Aktualisiere den Text über den VfL Wolfsburg, beginnend mit „Fehlende Einheit im Kader“ und weiter bis „am Ende rächen.“, indem du „Einheit“ durch „Geschlossenheit“ ersetzt, und gib diesen Teil wieder.

**Vorliegender Text:**
▼▼▼

Fehlende Einsicht in den Ernst der Lage beim Erstligisten
Ganz im Sinne des heute überall grassierenden extremen Marketings hat man sich beim VfL Wolfsburg einen netten Hashtag für die Spiele in der Relegation der 1. Bundesliga ausgedacht. #theextramile lautet er. Klingt so, als müsse man nur noch ein bisschen weiterlaufen als die übrigen 15 Erstligisten, und dann sei alles wieder gut. Doch dem ist nicht so. Die Gefahr des Scheiterns und des Abstiegs ist prinzipiell so real, wie man auch überhaupt erst auf den Relegationsplatz abrutschen konnte. Hatte niemand mit gerechnet, kam aber so. Den Verlautbarungen so mancher Spieler ist zudem zu entnehmen, dass sie die Sache schon in den Griff bekommen werden. Wenn da mal nicht Bruder Leichtfuß im Spiel ist. Einen unterklassigen Gegner zu unterschätzen hat noch keiner Mannschaft der Welt gutgetan. Hier liegt also schon mal Risikofaktor Nr. 1.
Fehlende Einheit im Kader des VfL Wolfsburg
Zweiter, vielleicht sogar wichtigster Faktor ist die fehlende Einheit im Team. Einzig Mario Gomez scheint sich wirklich mit aller Macht gegen den drohenden Abstieg gestemmt zu haben. Dass es den übrigen Spielern an Fähigkeiten dazu mangelt, kann man nicht ernsthaft behaupten. Doch wenn ein Team mit solchem Potenzial so wenig Punkte holt, scheint irgendetwas im Team grundlegend nicht zu stimmen. Wie schon häufiger kolportiert wurde, fehlt es dem Kader in Wolfsburg schon seit jeher an Identifikation mit dem Club, mit der Stadt, mit den Fans. Zumindest erfolgreich wollten sie dann aber oft sein und waren es auch. Aktuell ist davon nur wenig zu spüren. Das könnte sich am Ende rächen.

▲▲▲

Einträge aus einer Sammlung
▼▼▼

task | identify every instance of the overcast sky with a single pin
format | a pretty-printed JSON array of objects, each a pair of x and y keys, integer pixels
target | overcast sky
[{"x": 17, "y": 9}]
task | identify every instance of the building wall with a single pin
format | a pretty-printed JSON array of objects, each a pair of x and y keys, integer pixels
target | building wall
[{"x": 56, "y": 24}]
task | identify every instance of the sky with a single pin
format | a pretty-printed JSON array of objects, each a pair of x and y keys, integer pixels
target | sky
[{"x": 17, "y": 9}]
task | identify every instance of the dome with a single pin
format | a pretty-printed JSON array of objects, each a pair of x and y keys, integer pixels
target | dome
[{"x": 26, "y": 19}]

▲▲▲
▼▼▼

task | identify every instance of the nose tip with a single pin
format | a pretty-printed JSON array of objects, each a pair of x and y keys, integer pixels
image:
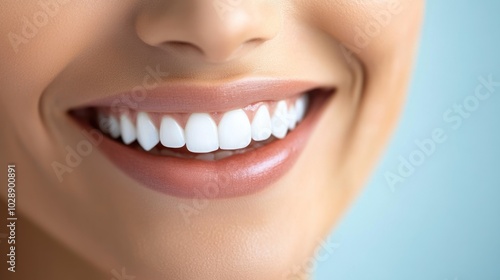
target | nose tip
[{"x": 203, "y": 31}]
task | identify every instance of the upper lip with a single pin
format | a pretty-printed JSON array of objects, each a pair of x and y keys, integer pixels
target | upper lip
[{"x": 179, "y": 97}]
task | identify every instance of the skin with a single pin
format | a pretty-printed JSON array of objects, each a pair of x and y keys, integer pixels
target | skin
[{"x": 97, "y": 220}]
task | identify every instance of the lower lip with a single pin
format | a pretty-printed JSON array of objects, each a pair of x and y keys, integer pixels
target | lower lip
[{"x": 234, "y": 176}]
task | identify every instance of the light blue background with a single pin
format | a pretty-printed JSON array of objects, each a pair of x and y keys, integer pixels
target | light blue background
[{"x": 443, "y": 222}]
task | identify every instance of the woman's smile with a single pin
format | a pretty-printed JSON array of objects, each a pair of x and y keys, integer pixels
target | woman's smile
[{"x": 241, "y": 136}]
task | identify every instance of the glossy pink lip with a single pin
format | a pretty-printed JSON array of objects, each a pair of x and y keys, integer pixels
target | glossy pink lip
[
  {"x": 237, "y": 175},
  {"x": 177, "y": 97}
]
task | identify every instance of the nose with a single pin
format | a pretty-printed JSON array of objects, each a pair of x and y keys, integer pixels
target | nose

▲▲▲

**Ergebnis:**
Fehlende Geschlossenheit im Kader des VfL Wolfsburg
Zweiter, vielleicht sogar wichtigster Faktor ist die fehlende Geschlossenheit im Team. Einzig Mario Gomez scheint sich wirklich mit aller Macht gegen den drohenden Abstieg gestemmt zu haben. Dass es den übrigen Spielern an Fähigkeiten dazu mangelt, kann man nicht ernsthaft behaupten. Doch wenn ein Team mit solchem Potenzial so wenig Punkte holt, scheint irgendetwas im Team grundlegend nicht zu stimmen. Wie schon häufiger kolportiert wurde, fehlt es dem Kader in Wolfsburg schon seit jeher an Identifikation mit dem Club, mit der Stadt, mit den Fans. Zumindest erfolgreich wollten sie dann aber oft sein und waren es auch. Aktuell ist davon nur wenig zu spüren. Das könnte sich am Ende rächen.